Welp, that sure was Season 2, wasn’t it? Where do I even start to talk about this thing as a whole? How do you even begin to discuss something that’s simultaneously the same thing each week, but also at times a complete mess of inconsistencies?
I guess let’s revisit the core idea of the show. Bright-eyed innocent from isolated agrarian island gets skewed romantic perspective of American life from the bits and pieces of pop culture that made it that far afield. Said innocent travels in hopes of experiencing everything he’s “learned” about America, only to find that it’s both more and less than he hoped for. He shacks up with a distant relative who is at the outset of trying to forge his own destiny, but whose knowledge of American society is only at the technical level (this is how something “works”).
The foreigner’s knowledge is superficial in that he only sees the output, but not the inner workings of a complex modern society; the native (the product of that society) has come to believe that systems and rules govern everything, and mastery of them, finding the right fulcra and levers, will gain him success. One needs guidance through something more complex than feudalism, sheepherding, and barter systems; the other needs guidance into the inner workings of the human psyche.

**Supplied records:**

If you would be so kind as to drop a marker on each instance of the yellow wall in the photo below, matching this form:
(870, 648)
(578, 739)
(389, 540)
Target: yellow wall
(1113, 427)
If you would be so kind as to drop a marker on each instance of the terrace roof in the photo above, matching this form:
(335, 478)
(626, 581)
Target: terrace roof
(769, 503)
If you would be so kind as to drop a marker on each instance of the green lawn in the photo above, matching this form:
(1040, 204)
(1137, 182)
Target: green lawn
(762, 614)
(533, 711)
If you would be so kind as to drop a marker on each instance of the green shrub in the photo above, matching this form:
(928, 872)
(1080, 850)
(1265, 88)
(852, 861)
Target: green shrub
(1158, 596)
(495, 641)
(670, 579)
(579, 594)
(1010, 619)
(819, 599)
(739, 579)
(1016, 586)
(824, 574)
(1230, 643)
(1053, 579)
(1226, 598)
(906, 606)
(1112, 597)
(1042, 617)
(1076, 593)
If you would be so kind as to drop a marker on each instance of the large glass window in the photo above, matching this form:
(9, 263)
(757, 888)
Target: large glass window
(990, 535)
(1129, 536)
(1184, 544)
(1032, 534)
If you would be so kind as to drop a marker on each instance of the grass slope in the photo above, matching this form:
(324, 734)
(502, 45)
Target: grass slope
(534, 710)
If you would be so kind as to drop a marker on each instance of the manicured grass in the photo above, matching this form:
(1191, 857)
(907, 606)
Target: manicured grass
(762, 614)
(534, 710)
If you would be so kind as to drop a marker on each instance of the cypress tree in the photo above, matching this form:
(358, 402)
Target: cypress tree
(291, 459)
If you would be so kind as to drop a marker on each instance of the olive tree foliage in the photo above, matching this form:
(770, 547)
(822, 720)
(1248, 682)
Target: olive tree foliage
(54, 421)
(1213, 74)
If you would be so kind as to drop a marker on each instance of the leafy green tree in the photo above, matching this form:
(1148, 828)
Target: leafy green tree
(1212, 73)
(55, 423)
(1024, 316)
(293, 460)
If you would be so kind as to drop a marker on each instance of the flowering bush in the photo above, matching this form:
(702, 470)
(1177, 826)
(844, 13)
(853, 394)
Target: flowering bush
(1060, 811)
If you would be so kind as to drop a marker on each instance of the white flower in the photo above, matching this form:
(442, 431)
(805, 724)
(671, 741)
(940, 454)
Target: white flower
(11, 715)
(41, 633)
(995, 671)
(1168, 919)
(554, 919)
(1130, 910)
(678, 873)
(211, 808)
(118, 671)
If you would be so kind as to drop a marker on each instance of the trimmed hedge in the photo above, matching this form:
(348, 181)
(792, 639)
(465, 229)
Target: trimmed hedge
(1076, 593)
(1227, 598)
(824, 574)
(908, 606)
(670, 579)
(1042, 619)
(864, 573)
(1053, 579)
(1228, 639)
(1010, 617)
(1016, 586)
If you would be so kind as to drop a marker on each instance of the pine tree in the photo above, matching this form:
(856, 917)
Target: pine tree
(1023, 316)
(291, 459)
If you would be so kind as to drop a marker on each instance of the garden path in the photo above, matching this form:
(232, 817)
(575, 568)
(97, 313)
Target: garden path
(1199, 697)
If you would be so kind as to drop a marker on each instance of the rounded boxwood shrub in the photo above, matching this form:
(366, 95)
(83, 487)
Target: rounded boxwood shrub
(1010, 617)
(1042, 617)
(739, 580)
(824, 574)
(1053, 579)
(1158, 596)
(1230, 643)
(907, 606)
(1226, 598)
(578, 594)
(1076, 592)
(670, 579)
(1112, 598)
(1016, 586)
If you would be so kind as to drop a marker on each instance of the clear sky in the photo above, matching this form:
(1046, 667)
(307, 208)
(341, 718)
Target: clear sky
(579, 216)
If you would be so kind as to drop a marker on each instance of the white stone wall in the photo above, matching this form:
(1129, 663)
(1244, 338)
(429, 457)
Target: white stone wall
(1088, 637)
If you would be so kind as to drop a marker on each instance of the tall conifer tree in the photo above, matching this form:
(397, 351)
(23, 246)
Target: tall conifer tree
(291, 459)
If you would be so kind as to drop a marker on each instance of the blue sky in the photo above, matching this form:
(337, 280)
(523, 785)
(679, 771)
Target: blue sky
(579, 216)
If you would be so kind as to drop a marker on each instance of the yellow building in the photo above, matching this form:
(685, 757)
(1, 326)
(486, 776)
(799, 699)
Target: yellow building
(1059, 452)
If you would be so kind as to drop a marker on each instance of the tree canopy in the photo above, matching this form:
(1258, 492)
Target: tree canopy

**Instructions for the task:**
Transcribe the Season 2 review from "The foreigner’s knowledge" through "the human psyche.", keeping every word and punctuation mark unchanged.

**Exercise output:**
The foreigner’s knowledge is superficial in that he only sees the output, but not the inner workings of a complex modern society; the native (the product of that society) has come to believe that systems and rules govern everything, and mastery of them, finding the right fulcra and levers, will gain him success. One needs guidance through something more complex than feudalism, sheepherding, and barter systems; the other needs guidance into the inner workings of the human psyche.